▸ **TO DO**
Check each line of the material for the string "sweatshirt", and copy the lines that have it.

▸ **EXTRACTED INFORMATION**
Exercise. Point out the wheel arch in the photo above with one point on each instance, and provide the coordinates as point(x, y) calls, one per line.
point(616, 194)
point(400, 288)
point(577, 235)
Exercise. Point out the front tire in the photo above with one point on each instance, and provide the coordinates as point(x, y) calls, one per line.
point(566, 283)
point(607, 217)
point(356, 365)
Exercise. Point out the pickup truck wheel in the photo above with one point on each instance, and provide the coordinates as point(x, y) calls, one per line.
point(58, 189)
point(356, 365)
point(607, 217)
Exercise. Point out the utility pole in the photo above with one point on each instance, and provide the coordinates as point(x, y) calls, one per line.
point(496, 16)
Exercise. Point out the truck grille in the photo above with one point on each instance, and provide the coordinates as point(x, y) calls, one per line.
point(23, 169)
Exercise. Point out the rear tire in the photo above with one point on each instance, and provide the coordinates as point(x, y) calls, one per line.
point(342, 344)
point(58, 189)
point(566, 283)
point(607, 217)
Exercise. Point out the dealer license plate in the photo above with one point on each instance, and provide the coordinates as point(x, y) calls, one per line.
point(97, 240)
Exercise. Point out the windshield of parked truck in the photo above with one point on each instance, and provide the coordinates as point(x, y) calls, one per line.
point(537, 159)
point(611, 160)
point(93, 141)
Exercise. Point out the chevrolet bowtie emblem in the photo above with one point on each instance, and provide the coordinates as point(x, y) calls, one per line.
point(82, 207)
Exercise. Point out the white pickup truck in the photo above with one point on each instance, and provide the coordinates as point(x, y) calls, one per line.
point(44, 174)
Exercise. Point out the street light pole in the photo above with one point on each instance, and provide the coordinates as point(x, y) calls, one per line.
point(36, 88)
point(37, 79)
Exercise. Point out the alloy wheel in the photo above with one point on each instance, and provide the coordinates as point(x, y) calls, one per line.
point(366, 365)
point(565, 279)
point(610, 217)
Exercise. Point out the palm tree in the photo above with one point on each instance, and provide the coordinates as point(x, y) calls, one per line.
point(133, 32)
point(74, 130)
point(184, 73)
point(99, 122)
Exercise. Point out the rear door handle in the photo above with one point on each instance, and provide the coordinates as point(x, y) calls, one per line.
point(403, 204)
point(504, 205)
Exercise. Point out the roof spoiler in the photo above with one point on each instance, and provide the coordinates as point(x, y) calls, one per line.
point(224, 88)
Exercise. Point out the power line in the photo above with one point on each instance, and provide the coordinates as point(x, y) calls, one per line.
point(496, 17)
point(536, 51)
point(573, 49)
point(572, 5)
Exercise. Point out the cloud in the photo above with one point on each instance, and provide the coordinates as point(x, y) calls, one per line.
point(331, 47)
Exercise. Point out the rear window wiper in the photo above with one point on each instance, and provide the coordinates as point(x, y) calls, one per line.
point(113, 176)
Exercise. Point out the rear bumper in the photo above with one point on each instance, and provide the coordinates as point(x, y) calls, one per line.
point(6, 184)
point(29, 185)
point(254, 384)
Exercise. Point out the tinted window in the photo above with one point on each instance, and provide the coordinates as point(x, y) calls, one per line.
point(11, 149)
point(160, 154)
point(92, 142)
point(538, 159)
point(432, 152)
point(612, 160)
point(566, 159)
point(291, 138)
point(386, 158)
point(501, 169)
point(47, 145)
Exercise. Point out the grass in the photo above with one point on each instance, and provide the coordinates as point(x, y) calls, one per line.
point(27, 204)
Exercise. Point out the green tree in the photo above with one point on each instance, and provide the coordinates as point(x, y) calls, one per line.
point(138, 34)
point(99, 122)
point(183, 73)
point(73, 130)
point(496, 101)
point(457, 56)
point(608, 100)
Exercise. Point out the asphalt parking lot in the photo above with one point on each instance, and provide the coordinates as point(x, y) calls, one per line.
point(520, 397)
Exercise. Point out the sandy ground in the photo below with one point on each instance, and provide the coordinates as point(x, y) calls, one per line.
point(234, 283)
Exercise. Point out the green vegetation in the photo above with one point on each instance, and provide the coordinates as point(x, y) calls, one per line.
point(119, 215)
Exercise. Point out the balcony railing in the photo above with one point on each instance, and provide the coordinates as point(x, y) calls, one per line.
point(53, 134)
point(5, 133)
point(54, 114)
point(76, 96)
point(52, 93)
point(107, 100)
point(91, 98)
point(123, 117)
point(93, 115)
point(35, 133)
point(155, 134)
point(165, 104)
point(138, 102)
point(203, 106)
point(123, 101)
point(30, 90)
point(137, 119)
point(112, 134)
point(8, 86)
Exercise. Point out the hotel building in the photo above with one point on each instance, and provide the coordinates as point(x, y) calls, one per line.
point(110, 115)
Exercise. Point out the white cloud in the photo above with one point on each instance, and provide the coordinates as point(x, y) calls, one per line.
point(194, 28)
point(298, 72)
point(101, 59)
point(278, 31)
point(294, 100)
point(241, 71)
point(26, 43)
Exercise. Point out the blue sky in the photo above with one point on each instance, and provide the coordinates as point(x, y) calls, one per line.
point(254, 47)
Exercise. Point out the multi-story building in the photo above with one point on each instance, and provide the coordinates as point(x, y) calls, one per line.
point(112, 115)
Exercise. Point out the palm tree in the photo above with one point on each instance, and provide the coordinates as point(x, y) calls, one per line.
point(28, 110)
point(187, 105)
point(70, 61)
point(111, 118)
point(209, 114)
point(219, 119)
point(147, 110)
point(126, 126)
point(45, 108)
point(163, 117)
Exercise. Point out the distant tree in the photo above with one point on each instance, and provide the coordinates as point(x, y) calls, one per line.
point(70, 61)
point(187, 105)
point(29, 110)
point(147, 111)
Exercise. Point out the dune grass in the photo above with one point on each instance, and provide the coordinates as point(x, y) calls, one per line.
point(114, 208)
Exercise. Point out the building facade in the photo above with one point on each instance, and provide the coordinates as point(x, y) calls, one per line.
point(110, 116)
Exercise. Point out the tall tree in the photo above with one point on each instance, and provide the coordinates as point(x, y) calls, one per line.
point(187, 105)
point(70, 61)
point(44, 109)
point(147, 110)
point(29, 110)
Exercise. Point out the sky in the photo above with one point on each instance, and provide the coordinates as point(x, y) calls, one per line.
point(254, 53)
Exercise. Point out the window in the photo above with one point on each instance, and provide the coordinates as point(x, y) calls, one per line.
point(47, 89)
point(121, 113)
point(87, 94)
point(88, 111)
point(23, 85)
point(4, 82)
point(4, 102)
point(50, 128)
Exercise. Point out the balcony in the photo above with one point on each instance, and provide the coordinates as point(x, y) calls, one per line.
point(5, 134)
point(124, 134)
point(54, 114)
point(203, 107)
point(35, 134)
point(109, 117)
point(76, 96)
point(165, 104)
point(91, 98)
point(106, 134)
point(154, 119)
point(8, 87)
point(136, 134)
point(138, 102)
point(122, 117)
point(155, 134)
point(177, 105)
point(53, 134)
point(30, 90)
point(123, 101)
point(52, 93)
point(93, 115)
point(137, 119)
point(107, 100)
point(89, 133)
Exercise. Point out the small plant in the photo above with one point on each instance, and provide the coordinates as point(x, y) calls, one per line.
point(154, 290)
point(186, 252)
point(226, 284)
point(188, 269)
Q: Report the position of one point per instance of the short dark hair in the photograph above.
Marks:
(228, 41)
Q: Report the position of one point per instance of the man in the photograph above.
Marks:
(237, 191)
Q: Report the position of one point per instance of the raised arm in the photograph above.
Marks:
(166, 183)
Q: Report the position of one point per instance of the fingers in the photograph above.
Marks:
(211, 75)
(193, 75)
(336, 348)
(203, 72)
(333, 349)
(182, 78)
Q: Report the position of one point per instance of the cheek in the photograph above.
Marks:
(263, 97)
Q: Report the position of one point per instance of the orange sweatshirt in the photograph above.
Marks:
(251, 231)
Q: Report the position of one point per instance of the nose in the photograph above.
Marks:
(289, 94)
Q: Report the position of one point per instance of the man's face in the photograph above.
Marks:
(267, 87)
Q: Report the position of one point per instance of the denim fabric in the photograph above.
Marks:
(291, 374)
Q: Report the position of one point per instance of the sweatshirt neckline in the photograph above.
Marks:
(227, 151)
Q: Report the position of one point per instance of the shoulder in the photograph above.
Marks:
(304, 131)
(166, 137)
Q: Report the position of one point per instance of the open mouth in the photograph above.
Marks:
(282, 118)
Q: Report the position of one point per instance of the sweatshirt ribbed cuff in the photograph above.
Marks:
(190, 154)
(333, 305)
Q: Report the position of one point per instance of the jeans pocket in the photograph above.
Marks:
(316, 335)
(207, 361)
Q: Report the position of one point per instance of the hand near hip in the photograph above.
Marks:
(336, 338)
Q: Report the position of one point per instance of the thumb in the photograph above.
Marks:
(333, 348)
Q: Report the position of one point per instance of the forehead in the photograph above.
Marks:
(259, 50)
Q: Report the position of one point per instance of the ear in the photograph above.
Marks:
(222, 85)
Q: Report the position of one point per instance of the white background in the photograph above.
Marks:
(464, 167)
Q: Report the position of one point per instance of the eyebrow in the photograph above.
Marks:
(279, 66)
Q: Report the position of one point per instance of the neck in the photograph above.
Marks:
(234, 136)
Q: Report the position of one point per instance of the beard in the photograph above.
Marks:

▸ **ANSWER TO THE PROBLEM**
Q: Report the position of one point per instance of the orange sweatshirt in the photograph above.
Q: Report the position of one point per instance of the sweatshirt neckline in the photograph above.
Q: Report the position of one point per instance of the sweatshirt ribbed cuff in the photograph above.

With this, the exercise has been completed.